Énoncé => Recopiez à l'identique la portion des données qui commence à la ligne contenant « stair in the photo above. » et se termine à la fin des données, bornes incluses.

Jeu de données =>
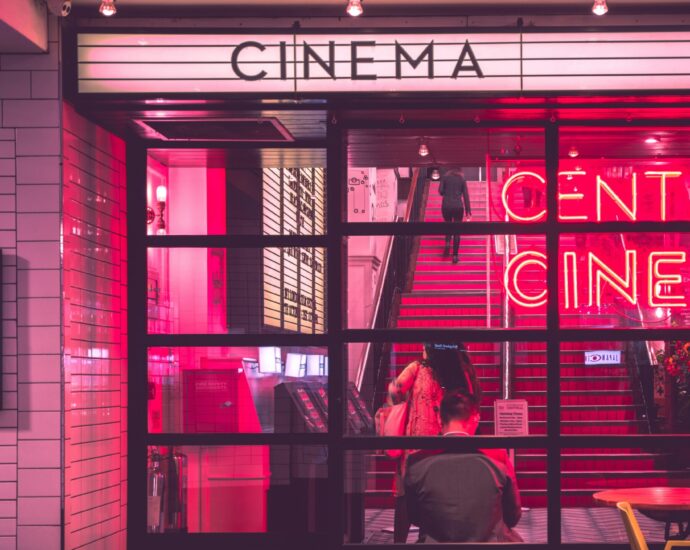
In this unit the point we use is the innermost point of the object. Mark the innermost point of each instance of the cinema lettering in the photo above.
(637, 269)
(392, 61)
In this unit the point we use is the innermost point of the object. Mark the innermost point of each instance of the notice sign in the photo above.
(510, 417)
(605, 357)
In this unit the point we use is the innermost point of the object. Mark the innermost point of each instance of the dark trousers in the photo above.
(453, 214)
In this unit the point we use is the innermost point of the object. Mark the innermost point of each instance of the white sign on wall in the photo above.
(604, 357)
(382, 62)
(510, 417)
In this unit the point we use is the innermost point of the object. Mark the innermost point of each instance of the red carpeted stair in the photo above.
(594, 399)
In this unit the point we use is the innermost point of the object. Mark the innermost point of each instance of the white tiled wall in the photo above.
(30, 419)
(95, 362)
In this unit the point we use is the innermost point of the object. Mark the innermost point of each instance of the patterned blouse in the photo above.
(425, 400)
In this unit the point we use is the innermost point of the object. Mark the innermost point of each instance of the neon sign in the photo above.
(645, 271)
(611, 201)
(599, 274)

Réponse =>
In this unit the point we use is the innermost point of the object. Mark the innermost point of each instance of the red carpeted stair in the photo above.
(594, 399)
In this unit the point we use is the innermost point of the object. Mark the innermost point of each instance of the white tiled wall in the photo above.
(30, 419)
(95, 362)
In this unit the point we use is the innermost point of the object. Mark the innermost point of each instance of the patterned blouse in the photo above.
(425, 400)
In this unit the point we use is the innermost point of the object. Mark the innermost point of each instance of the neon sign in the photo above.
(645, 271)
(611, 201)
(599, 274)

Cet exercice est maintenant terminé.